Dataset records about object locations
= = = =
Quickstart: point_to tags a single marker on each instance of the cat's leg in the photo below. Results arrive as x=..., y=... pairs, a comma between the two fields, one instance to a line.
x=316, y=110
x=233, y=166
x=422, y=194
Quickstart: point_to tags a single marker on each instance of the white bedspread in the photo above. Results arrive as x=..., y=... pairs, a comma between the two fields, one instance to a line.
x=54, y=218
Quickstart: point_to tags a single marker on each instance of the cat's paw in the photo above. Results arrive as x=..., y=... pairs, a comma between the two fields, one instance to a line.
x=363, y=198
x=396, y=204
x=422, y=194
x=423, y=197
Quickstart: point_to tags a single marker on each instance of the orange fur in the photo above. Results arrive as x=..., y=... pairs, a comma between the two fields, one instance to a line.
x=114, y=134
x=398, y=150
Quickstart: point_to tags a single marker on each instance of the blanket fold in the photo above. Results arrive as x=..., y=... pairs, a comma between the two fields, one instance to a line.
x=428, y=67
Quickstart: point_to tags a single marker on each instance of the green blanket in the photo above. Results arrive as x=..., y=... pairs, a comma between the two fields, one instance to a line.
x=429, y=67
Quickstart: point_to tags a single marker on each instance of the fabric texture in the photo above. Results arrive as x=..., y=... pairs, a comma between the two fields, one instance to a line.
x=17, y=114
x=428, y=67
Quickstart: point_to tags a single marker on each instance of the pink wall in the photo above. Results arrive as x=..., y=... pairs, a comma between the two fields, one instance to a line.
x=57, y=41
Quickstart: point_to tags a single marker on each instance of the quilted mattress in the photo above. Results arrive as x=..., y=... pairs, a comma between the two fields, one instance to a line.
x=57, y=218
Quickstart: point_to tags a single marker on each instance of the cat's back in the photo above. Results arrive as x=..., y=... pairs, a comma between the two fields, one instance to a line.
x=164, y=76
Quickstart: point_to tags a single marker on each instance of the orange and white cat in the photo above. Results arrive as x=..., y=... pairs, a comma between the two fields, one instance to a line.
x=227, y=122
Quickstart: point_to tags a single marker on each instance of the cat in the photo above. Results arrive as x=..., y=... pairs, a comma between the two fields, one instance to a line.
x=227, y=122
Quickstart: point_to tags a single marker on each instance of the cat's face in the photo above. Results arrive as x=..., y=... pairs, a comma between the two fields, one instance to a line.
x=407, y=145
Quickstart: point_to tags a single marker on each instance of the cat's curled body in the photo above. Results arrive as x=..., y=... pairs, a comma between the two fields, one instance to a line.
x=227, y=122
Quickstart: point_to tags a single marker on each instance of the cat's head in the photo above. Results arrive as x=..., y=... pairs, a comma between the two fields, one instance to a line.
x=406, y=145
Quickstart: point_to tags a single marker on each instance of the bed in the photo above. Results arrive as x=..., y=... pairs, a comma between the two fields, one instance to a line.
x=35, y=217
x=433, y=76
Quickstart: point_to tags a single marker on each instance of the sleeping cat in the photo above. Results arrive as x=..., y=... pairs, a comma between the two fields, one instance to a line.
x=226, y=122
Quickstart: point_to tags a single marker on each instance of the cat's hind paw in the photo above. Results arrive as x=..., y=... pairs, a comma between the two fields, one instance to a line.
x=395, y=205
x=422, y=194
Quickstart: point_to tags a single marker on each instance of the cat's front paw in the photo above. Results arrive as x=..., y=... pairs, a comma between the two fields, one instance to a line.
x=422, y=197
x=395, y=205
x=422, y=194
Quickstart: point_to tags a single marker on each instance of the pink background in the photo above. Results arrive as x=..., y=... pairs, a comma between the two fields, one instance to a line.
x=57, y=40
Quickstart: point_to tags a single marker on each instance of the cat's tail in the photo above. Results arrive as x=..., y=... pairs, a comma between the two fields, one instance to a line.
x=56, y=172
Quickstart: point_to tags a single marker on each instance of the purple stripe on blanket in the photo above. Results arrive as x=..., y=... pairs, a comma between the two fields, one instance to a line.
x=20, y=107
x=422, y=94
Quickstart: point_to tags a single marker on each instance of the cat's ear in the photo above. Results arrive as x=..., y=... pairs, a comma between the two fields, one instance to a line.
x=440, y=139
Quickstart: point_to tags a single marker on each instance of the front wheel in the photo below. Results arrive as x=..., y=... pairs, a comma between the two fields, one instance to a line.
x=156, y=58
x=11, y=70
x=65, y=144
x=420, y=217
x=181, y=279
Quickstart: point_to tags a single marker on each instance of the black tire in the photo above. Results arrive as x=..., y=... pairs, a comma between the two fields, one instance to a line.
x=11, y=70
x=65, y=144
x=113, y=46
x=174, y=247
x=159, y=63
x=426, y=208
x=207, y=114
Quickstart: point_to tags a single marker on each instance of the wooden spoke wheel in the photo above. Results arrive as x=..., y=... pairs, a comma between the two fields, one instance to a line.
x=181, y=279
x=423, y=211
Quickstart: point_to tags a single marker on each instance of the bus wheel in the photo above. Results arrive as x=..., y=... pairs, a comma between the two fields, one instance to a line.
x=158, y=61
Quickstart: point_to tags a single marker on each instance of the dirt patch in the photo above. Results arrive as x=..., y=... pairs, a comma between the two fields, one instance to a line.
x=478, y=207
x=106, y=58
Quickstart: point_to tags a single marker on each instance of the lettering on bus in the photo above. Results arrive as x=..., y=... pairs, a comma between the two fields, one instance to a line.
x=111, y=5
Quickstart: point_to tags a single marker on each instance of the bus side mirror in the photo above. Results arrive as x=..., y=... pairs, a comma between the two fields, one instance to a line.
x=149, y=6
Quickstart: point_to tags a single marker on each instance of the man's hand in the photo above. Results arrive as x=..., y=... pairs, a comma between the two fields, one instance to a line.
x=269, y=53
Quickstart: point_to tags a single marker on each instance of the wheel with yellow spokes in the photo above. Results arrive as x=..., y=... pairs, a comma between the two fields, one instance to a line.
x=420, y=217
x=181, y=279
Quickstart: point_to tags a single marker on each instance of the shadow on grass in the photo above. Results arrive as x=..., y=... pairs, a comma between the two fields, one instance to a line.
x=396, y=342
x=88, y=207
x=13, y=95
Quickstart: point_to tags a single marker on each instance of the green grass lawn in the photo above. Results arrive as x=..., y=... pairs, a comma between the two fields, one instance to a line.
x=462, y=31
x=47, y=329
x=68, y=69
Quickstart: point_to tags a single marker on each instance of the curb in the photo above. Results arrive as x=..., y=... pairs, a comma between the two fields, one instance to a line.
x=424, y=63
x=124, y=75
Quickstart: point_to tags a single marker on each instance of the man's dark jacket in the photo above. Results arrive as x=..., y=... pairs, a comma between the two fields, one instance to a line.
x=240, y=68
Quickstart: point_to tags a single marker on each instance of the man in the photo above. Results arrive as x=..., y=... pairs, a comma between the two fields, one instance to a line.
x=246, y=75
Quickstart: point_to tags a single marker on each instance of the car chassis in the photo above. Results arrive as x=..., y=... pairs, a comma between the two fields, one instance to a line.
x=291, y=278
= = = =
## WHAT IS BEING ASKED
Print exactly the lines above, starting at the line that contains "the man's dark" and ending with the last line of the records, both included.

## COMPLETE OUTPUT
Quickstart: point_to tags a single marker on each instance of the man's dark jacket in the photo above. Results arrive as x=..., y=... pairs, a comma between the two fields, one instance to a line.
x=240, y=68
Quickstart: point_to tags a single marker on each instance of the man in the photo above. Results arrive as x=..., y=... pairs, a comma between the two fields, one instance to a line.
x=246, y=75
Quickstart: point_to tags a single marker on each instance of the car chassis in the photo above. Results arrive as x=..., y=... pairs, a comma between the two fields, one instance to a line.
x=291, y=278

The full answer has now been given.